→ Work required: In the entries that follow, find the line containing "Target: dangling pearl earring"; from there, copy every line exactly through the line containing "For every instance of the curly".

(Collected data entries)
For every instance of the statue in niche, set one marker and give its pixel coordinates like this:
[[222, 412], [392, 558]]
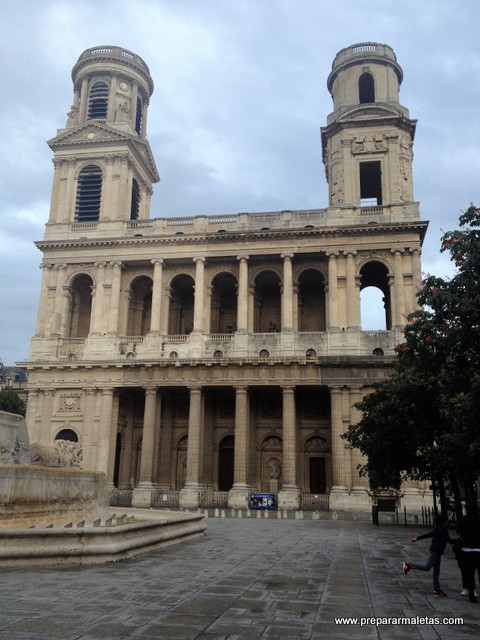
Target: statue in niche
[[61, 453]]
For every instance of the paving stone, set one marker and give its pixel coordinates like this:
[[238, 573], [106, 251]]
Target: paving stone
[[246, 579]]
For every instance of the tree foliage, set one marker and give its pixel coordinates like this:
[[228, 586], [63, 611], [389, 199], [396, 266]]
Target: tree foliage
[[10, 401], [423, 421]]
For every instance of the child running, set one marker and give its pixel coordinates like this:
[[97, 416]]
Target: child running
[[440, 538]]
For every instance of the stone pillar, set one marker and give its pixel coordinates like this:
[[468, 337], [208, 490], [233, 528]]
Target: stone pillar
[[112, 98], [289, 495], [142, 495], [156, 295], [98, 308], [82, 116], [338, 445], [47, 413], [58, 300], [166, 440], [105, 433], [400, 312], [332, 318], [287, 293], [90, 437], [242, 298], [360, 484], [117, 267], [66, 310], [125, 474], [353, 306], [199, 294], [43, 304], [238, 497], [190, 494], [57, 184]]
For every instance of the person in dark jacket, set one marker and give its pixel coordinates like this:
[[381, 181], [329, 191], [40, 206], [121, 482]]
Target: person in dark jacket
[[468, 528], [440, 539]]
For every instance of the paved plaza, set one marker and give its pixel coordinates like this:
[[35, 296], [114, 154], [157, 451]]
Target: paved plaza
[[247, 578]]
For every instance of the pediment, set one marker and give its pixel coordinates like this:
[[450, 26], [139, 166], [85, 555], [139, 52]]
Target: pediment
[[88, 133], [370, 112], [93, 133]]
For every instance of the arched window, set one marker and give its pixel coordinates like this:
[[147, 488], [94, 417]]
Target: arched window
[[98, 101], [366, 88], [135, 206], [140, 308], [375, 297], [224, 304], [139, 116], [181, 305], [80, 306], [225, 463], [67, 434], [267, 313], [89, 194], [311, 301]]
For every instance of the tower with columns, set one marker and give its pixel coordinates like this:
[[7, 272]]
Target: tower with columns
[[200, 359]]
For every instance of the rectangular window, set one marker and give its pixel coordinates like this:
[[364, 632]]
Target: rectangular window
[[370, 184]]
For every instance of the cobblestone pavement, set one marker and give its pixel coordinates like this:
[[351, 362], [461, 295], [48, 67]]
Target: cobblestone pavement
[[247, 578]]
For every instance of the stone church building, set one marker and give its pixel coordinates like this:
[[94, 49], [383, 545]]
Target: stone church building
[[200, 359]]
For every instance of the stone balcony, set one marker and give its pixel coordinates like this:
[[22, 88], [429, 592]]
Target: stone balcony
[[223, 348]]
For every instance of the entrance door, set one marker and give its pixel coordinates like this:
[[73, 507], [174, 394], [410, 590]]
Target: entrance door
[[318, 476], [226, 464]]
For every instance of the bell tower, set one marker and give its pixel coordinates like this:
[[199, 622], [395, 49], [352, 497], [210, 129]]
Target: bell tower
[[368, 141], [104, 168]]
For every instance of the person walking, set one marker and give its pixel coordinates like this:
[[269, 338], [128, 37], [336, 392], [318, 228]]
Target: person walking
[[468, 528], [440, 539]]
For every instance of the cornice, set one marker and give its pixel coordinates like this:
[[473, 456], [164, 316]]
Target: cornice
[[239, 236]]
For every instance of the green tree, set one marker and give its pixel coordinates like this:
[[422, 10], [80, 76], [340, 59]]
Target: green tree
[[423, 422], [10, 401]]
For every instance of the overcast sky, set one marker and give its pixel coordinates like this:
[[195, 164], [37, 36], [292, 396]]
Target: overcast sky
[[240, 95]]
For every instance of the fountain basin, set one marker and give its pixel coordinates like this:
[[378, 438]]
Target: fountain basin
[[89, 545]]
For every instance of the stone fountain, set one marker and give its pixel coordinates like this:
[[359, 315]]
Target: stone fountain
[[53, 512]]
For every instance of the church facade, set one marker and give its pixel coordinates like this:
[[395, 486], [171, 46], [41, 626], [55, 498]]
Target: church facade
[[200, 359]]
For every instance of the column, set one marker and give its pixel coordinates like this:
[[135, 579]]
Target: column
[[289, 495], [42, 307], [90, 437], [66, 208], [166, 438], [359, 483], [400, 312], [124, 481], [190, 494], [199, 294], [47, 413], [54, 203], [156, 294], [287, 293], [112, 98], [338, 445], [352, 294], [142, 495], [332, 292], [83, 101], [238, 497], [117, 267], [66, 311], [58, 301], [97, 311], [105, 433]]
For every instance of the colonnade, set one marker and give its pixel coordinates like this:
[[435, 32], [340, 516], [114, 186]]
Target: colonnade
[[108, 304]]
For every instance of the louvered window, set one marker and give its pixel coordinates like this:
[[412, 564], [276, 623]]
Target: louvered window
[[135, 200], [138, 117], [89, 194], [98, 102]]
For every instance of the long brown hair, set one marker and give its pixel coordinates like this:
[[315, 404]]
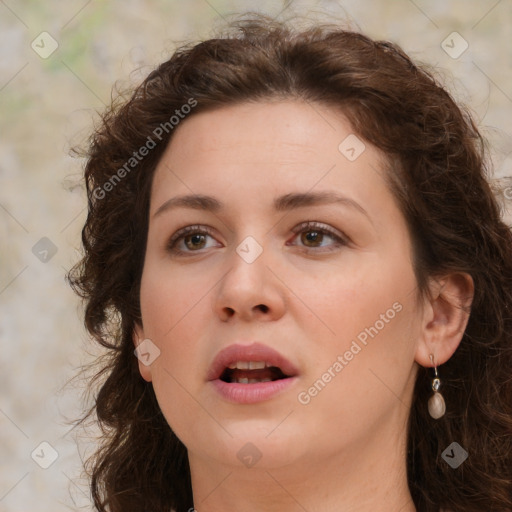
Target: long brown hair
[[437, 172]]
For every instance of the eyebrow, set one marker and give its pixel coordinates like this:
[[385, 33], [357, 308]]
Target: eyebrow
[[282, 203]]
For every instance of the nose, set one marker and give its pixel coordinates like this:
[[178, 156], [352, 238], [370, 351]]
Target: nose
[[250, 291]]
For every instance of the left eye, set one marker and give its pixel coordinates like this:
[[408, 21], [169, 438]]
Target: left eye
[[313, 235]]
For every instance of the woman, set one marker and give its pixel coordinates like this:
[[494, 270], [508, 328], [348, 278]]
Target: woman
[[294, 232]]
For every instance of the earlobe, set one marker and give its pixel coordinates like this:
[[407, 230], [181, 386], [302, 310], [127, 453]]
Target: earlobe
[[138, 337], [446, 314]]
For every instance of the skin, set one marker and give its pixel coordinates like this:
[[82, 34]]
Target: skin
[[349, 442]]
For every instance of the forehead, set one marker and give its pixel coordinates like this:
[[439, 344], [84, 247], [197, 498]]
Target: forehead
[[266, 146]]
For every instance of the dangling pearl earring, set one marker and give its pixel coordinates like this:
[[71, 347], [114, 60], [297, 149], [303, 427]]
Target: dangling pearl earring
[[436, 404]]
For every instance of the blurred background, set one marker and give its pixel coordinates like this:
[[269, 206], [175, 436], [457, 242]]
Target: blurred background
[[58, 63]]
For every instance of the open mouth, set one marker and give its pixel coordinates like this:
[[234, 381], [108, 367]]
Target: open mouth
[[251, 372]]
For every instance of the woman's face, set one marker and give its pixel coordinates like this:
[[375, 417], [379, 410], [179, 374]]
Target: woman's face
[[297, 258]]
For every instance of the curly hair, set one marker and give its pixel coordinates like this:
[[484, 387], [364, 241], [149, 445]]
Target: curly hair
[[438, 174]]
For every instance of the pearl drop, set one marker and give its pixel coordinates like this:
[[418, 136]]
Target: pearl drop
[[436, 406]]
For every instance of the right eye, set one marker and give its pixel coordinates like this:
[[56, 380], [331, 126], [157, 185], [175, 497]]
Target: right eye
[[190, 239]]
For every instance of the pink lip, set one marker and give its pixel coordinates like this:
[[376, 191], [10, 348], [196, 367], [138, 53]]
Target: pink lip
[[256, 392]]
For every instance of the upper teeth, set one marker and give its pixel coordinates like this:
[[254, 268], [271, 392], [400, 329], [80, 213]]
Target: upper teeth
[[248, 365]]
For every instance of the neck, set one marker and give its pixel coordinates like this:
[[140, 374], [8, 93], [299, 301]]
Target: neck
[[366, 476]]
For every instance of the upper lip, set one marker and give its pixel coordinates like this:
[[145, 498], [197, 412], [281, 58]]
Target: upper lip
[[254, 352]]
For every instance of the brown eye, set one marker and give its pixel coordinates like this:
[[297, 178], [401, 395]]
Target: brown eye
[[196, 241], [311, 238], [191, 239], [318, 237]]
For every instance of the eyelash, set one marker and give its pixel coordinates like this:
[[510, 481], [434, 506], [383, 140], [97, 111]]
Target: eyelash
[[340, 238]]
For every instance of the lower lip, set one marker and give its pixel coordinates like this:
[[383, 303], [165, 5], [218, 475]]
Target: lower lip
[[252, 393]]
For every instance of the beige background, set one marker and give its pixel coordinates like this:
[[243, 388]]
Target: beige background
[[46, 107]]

...

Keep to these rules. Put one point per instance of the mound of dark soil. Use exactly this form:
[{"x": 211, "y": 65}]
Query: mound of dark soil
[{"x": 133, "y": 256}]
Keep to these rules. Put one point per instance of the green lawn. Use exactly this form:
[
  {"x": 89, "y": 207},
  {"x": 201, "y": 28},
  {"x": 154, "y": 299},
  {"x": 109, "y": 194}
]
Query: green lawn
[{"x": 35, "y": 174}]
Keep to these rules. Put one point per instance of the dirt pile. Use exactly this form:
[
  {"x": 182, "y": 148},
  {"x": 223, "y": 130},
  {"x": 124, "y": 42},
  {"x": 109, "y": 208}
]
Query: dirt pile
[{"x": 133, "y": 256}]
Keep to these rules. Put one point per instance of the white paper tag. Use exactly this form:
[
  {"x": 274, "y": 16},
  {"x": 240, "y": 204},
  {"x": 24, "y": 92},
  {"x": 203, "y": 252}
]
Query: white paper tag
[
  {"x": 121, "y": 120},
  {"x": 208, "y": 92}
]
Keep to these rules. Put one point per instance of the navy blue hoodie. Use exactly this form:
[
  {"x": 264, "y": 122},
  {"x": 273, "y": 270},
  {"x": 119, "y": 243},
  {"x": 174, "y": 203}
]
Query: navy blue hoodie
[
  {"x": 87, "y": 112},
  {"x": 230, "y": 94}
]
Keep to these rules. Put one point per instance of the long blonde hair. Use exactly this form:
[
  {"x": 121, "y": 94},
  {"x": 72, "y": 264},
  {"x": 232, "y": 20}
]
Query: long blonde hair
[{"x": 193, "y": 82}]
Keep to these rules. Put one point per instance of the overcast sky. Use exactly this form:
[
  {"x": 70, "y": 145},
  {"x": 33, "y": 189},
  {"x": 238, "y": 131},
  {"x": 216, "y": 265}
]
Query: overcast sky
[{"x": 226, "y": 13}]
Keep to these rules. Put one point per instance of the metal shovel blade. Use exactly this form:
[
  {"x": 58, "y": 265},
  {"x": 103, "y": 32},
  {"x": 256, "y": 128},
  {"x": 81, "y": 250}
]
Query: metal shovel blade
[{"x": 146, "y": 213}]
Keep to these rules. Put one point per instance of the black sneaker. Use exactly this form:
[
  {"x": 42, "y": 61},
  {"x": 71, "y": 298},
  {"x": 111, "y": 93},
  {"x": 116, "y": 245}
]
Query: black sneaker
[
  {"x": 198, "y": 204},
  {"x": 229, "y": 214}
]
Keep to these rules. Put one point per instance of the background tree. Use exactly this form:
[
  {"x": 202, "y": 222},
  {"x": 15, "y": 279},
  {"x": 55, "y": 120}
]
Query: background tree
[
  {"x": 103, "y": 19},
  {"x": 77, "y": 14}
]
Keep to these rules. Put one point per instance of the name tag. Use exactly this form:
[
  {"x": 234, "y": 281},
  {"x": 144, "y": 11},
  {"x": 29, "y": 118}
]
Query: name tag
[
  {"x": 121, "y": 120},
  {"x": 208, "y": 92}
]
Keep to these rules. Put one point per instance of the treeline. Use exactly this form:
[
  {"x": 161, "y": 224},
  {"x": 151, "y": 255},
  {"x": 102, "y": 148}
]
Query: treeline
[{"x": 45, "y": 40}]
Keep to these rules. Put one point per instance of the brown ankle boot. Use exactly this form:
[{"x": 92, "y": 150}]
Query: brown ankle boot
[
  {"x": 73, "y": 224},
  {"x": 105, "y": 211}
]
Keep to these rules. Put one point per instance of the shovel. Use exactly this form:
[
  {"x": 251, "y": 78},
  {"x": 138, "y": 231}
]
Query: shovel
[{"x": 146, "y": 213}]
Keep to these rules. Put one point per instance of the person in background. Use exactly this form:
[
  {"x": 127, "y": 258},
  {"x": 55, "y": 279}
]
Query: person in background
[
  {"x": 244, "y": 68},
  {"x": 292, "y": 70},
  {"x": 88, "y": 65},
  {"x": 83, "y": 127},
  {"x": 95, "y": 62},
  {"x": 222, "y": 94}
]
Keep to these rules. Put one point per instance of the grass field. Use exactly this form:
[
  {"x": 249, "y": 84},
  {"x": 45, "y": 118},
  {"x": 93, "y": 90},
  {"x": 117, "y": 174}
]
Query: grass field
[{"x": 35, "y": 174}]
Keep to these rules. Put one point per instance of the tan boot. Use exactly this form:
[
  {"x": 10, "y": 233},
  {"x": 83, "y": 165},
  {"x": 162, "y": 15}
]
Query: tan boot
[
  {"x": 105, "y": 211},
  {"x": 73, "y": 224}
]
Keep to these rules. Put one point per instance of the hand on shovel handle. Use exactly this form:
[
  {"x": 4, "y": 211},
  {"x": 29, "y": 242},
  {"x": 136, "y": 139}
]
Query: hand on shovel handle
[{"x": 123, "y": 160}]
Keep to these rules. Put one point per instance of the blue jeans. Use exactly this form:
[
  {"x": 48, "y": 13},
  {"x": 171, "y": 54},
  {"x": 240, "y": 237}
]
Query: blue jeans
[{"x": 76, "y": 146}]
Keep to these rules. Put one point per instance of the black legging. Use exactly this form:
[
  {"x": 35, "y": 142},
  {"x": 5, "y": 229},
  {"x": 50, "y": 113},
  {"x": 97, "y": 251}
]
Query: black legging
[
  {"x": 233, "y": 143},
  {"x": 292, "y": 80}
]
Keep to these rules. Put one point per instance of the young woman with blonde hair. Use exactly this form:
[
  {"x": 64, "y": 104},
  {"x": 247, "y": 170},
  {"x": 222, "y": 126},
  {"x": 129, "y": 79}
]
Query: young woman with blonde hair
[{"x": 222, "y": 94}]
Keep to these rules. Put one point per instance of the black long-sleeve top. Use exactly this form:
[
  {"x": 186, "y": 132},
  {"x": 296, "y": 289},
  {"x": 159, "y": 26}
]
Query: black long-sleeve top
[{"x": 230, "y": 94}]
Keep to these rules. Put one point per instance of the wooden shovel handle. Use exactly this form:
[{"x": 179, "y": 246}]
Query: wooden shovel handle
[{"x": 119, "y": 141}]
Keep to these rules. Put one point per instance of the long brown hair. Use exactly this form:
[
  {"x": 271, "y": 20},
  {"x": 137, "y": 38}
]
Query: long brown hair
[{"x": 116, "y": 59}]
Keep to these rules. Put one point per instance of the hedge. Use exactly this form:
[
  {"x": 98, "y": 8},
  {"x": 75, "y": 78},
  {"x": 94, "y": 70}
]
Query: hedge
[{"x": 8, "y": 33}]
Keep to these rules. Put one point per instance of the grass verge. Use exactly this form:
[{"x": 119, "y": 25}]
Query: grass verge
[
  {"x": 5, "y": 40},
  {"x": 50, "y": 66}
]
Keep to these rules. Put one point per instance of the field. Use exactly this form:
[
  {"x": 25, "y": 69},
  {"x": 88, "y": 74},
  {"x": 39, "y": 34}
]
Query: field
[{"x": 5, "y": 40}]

→ Solution to this problem:
Target: dangling pearl earring
[[436, 404]]
For every instance of the blurred background, set one marker and give its pixel coordinates like this:
[[269, 206], [175, 436], [457, 242]]
Target: blurred background
[[58, 63]]
For every instance of the open mouth, set one marker and give its pixel coordinates like this:
[[234, 381], [108, 367]]
Target: open mouth
[[251, 372]]
For every instance of the woman's face, set one marker and give its pixel coordinates like this:
[[375, 417], [379, 410], [179, 374]]
Target: woman's face
[[297, 258]]
For every instance of the curly hair, set one marker and give its pixel coordinates like this:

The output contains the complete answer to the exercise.